======== Extracted material ========
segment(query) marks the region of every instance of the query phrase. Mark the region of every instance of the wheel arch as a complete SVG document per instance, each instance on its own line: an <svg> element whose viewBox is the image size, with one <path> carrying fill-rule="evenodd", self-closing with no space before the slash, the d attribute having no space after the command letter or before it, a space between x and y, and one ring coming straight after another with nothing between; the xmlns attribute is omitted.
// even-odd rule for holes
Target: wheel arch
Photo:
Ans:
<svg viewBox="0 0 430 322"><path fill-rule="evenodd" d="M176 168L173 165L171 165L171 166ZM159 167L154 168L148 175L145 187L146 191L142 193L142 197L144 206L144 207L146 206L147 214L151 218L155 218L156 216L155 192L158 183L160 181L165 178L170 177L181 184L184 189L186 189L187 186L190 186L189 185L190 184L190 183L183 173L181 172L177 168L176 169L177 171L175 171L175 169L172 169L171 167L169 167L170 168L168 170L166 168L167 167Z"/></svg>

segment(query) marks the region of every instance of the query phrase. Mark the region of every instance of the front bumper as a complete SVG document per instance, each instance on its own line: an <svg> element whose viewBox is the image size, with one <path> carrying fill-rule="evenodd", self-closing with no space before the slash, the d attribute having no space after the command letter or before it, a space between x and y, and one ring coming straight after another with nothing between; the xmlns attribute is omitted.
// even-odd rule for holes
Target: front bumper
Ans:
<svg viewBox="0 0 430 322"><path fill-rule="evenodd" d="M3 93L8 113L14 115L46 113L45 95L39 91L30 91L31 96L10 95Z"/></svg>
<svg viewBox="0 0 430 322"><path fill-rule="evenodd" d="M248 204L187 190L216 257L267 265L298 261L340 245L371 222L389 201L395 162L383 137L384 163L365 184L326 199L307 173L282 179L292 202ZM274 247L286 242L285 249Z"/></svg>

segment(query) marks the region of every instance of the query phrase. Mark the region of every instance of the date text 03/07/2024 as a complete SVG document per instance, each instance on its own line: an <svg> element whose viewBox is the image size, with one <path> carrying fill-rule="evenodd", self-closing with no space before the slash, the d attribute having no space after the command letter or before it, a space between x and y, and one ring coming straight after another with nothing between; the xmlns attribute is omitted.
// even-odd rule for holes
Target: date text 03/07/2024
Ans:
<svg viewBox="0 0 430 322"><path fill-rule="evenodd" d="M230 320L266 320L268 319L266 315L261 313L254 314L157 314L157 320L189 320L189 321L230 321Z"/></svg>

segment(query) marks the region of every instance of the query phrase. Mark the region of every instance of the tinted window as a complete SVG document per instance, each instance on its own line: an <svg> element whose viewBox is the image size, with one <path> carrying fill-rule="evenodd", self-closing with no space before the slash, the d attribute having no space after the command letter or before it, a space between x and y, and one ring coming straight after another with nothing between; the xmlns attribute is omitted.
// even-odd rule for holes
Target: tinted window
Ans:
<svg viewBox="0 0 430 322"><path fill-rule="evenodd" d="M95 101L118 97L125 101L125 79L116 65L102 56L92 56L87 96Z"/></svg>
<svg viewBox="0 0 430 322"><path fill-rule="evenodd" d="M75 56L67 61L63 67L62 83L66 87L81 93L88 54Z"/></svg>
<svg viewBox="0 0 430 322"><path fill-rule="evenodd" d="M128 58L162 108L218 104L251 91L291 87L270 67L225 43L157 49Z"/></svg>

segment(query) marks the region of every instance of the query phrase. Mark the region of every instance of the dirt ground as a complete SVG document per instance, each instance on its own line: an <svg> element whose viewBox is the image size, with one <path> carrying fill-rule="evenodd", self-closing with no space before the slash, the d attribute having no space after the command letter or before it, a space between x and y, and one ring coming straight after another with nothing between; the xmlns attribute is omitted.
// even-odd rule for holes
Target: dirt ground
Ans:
========
[What to produce]
Pull out every row above and reproduce each of its lines unchanged, in the same order.

[Solution to the exercise]
segment(query) marks the region of every instance of the query phrase. Mark the region of every instance of the wheel arch as a complete SVG document per instance, each instance on its own line: an <svg> element whose viewBox is the image size, with one <path> carrying fill-rule="evenodd", self-closing with no space before the slash, the d attribute having no space after the command letter or before it, a space between x and y, and one ring coming straight after another with nothing between; the xmlns attribute is omitted.
// even-odd rule for holes
Target: wheel arch
Photo:
Ans:
<svg viewBox="0 0 430 322"><path fill-rule="evenodd" d="M176 168L173 165L171 165L171 166ZM159 167L154 168L148 175L145 187L146 191L142 193L142 197L144 206L144 207L146 206L147 214L151 218L155 218L156 216L155 192L158 183L160 181L165 178L170 177L181 184L184 189L186 189L187 186L190 186L189 185L190 184L190 183L183 173L181 172L177 168L176 169L177 171L175 171L175 169L172 169L171 167L169 167L170 168L168 170L166 168L167 167Z"/></svg>

segment(query) marks the region of every instance of the query phrase. Mark the region of every instance of the front bumper as a complete SVG document per instance, each instance on its own line: an <svg> element whose viewBox is the image size, with one <path> carrying fill-rule="evenodd", self-closing with no space before the slash, the d attribute having no space after the command letter or before it, a space between x and y, and one ring coming straight after another with nothing between; the xmlns attribute is omitted.
// even-odd rule for holes
Target: front bumper
Ans:
<svg viewBox="0 0 430 322"><path fill-rule="evenodd" d="M3 93L8 113L14 115L46 113L45 95L39 91L30 91L31 96L10 95Z"/></svg>
<svg viewBox="0 0 430 322"><path fill-rule="evenodd" d="M248 204L187 190L216 257L267 265L298 261L340 245L371 222L389 201L395 162L383 137L384 163L365 184L326 199L307 173L282 179L292 202ZM274 247L286 242L285 249Z"/></svg>

segment(query) marks the region of every instance of the query phrase. Mark the region of every instance of the date text 03/07/2024 as a complete SVG document per instance, each instance on its own line: an <svg> element whose viewBox is the image size, with one <path> carrying fill-rule="evenodd", self-closing with no space before the slash, the d attribute having no space after the command letter or before it, a space between x and y, and one ring coming straight after another with nothing between; the xmlns attribute is omitted.
// even-odd rule for holes
Target: date text 03/07/2024
Ans:
<svg viewBox="0 0 430 322"><path fill-rule="evenodd" d="M230 320L266 320L268 319L266 315L261 313L254 314L157 314L157 320L189 320L189 321L230 321Z"/></svg>

segment(query) marks the region of every instance of the query phrase. Mark the region of every instance of the tinted window as a complete SVG document per instance, each instance on its own line: an <svg> element whose viewBox is the image size, with one <path> carrying fill-rule="evenodd", self-closing with no space before the slash, the d attribute having no space after the command letter or before it, a space between x and y, and one ring coming straight after another with nothing between; the xmlns attribute is omitted.
// even-odd rule for holes
Target: tinted window
Ans:
<svg viewBox="0 0 430 322"><path fill-rule="evenodd" d="M95 101L118 97L125 101L125 79L116 65L102 56L92 56L87 96Z"/></svg>
<svg viewBox="0 0 430 322"><path fill-rule="evenodd" d="M75 56L67 61L63 67L62 83L66 87L81 93L88 54Z"/></svg>
<svg viewBox="0 0 430 322"><path fill-rule="evenodd" d="M128 58L162 108L218 104L251 91L291 87L270 67L225 43L157 49Z"/></svg>

segment(query) marks the region of every instance of the query phrase. Mark the region of every instance of the dirt ground as a complete SVG document per instance, each instance on its own line: an <svg> element whose viewBox is the image size, with one <path> carrying fill-rule="evenodd", self-closing with no space before the slash, the d attribute having no space after the command letter or before it, a space between x and y, and one ring coming straight after another with nothing between; the xmlns attribute is omitted.
// even-odd rule for holes
Target: dirt ground
Ans:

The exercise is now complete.